-------- RECORDS --------

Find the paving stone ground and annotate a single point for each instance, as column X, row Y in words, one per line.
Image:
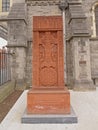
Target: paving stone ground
column 85, row 105
column 8, row 103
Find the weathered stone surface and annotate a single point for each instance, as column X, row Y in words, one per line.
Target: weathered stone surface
column 79, row 23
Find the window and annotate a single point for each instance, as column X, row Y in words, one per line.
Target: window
column 5, row 5
column 96, row 19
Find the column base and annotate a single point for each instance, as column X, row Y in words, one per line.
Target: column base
column 48, row 101
column 84, row 85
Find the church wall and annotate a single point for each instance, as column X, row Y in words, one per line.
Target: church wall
column 88, row 8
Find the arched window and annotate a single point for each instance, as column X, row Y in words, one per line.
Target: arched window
column 96, row 19
column 5, row 5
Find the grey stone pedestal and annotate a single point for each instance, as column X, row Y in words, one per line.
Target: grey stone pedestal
column 50, row 119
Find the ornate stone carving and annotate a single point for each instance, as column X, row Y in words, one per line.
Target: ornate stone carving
column 48, row 59
column 42, row 2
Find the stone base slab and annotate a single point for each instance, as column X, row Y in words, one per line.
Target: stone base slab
column 48, row 101
column 50, row 119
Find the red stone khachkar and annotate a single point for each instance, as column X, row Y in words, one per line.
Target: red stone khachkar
column 48, row 94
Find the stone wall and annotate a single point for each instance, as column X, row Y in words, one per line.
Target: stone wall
column 88, row 8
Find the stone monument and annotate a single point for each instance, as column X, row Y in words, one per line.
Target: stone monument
column 48, row 95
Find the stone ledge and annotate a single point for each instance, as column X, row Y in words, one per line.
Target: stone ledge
column 51, row 119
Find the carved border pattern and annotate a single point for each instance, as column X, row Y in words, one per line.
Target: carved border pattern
column 43, row 2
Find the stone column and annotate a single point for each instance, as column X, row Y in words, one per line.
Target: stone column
column 78, row 38
column 17, row 43
column 63, row 6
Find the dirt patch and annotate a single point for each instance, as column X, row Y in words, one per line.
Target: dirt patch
column 7, row 104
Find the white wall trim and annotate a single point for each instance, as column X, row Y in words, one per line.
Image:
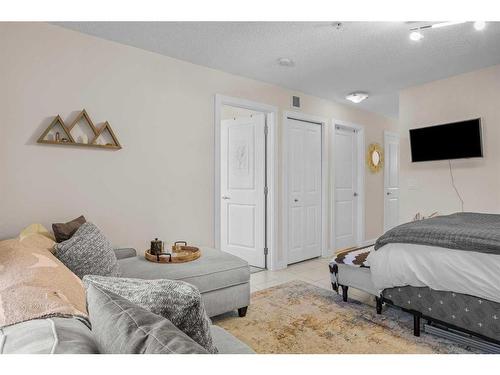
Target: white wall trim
column 361, row 181
column 325, row 251
column 272, row 169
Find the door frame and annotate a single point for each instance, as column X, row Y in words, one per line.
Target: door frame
column 321, row 121
column 271, row 113
column 360, row 130
column 398, row 136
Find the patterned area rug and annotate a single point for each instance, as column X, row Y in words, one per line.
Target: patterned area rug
column 298, row 317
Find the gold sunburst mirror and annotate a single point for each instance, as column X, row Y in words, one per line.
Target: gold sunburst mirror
column 375, row 157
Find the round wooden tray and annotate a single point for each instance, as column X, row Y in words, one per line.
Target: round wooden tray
column 182, row 255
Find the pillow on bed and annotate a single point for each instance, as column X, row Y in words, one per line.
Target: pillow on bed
column 88, row 252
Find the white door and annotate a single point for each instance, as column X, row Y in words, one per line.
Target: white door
column 346, row 185
column 391, row 180
column 242, row 188
column 304, row 190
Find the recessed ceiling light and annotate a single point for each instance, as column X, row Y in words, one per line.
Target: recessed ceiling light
column 479, row 25
column 416, row 36
column 357, row 97
column 285, row 61
column 444, row 24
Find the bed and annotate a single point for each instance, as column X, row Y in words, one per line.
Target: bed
column 445, row 270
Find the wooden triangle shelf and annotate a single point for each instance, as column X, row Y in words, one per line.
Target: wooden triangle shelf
column 68, row 139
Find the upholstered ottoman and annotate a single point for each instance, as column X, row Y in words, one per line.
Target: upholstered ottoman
column 223, row 279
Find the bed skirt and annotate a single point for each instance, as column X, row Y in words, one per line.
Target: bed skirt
column 466, row 313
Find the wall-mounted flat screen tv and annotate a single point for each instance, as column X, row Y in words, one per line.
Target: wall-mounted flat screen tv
column 449, row 141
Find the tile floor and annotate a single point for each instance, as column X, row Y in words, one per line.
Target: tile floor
column 314, row 271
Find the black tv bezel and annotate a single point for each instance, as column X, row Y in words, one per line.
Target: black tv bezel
column 450, row 123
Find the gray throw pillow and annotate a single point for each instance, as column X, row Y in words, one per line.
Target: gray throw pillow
column 88, row 252
column 177, row 301
column 64, row 231
column 120, row 327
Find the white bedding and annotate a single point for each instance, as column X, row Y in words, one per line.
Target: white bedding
column 466, row 272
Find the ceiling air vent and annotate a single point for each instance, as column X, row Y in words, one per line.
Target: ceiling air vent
column 295, row 102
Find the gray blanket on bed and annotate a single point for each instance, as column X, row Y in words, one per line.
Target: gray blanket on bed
column 466, row 231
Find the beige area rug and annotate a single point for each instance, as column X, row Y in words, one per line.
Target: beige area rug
column 298, row 317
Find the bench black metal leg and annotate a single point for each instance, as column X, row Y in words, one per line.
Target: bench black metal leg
column 379, row 305
column 242, row 311
column 344, row 292
column 416, row 324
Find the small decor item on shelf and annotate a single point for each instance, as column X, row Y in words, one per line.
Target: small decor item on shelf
column 156, row 247
column 84, row 139
column 375, row 157
column 181, row 253
column 419, row 216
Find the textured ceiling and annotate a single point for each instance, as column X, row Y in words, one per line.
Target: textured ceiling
column 376, row 57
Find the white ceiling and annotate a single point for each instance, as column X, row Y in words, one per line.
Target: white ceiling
column 376, row 57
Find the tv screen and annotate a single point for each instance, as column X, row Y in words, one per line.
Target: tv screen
column 449, row 141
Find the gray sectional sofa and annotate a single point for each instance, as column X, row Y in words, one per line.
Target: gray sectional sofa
column 72, row 336
column 222, row 279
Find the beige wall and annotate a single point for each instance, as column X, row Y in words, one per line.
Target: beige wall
column 161, row 182
column 426, row 187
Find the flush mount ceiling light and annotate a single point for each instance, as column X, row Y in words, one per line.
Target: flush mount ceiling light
column 285, row 61
column 479, row 25
column 416, row 35
column 357, row 97
column 445, row 24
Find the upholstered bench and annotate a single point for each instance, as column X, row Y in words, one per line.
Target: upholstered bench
column 223, row 279
column 349, row 269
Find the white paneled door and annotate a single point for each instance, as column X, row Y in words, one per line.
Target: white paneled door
column 304, row 190
column 346, row 185
column 242, row 188
column 391, row 180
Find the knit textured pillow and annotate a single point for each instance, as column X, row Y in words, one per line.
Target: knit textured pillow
column 177, row 301
column 88, row 252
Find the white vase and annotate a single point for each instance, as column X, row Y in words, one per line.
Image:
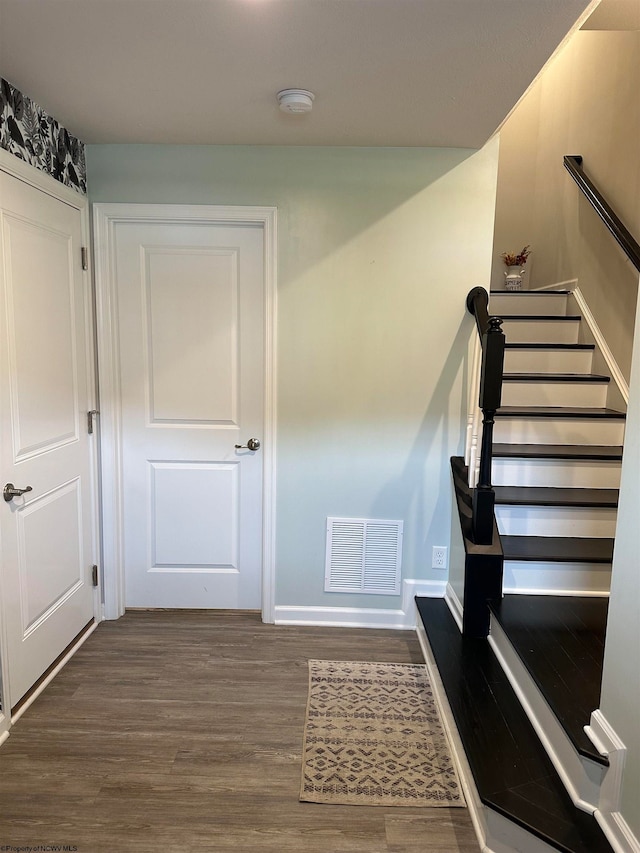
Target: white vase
column 513, row 278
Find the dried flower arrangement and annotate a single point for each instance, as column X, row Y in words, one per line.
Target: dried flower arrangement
column 516, row 260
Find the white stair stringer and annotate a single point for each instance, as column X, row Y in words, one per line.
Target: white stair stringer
column 581, row 776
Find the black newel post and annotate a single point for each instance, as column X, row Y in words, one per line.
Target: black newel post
column 490, row 395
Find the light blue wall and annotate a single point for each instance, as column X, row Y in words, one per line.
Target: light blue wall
column 377, row 251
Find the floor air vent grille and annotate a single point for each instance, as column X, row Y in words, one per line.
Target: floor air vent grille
column 363, row 555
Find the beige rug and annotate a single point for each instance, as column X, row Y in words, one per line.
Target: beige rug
column 373, row 737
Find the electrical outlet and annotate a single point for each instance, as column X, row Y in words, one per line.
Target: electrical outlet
column 439, row 557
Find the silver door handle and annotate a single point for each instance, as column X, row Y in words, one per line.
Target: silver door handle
column 252, row 444
column 9, row 492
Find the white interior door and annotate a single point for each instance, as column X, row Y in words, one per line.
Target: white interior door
column 190, row 320
column 45, row 393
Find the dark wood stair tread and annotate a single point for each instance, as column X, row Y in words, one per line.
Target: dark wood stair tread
column 558, row 451
column 558, row 412
column 550, row 346
column 558, row 549
column 555, row 496
column 530, row 293
column 513, row 774
column 554, row 377
column 552, row 317
column 560, row 640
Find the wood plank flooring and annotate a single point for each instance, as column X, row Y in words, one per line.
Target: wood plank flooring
column 182, row 731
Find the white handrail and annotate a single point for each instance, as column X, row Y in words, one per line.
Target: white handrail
column 474, row 417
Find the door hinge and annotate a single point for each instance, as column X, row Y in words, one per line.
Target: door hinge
column 90, row 416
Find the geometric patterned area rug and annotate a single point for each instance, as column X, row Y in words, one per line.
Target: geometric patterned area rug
column 373, row 737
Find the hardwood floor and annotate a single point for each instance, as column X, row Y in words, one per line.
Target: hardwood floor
column 181, row 731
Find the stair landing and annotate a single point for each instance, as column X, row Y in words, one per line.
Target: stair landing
column 512, row 773
column 560, row 641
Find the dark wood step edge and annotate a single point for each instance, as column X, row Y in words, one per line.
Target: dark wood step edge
column 545, row 346
column 554, row 318
column 555, row 377
column 598, row 452
column 559, row 496
column 571, row 412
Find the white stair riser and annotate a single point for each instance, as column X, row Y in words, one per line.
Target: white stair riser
column 556, row 521
column 569, row 473
column 547, row 578
column 540, row 303
column 541, row 331
column 581, row 394
column 547, row 361
column 607, row 431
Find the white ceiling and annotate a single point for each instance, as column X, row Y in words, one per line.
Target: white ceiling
column 385, row 72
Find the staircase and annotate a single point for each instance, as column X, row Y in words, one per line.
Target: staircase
column 557, row 450
column 521, row 698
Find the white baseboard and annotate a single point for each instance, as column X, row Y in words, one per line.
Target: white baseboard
column 46, row 681
column 618, row 832
column 455, row 605
column 603, row 736
column 364, row 617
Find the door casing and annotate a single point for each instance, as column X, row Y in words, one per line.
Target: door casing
column 106, row 217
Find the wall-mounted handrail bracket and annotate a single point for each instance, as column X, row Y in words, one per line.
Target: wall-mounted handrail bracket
column 629, row 245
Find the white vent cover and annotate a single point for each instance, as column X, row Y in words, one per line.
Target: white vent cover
column 363, row 555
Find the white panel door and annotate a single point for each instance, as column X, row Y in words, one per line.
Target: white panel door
column 45, row 391
column 190, row 337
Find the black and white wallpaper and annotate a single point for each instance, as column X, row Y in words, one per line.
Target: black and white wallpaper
column 30, row 133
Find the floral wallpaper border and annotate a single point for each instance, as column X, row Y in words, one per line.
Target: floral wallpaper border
column 32, row 135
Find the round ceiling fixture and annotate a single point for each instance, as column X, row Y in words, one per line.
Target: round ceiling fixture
column 295, row 100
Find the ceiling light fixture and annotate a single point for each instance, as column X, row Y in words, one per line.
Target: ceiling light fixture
column 295, row 101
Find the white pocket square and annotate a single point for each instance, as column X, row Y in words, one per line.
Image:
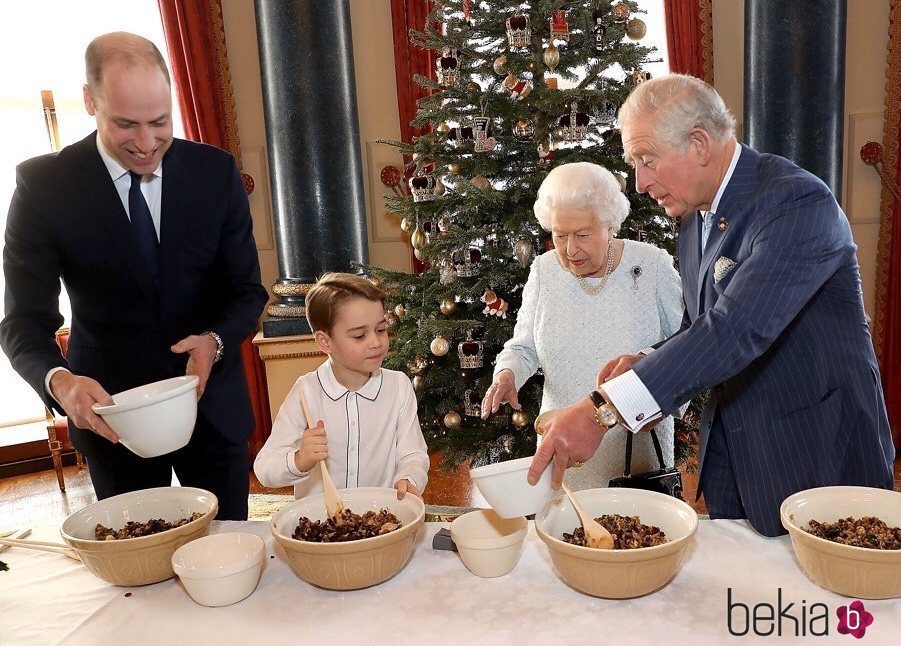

--------

# TASK TO COMPLETE
Count the lines in the rows above that include the string "knit", and reply with only the number.

# EXERCISE OUTPUT
2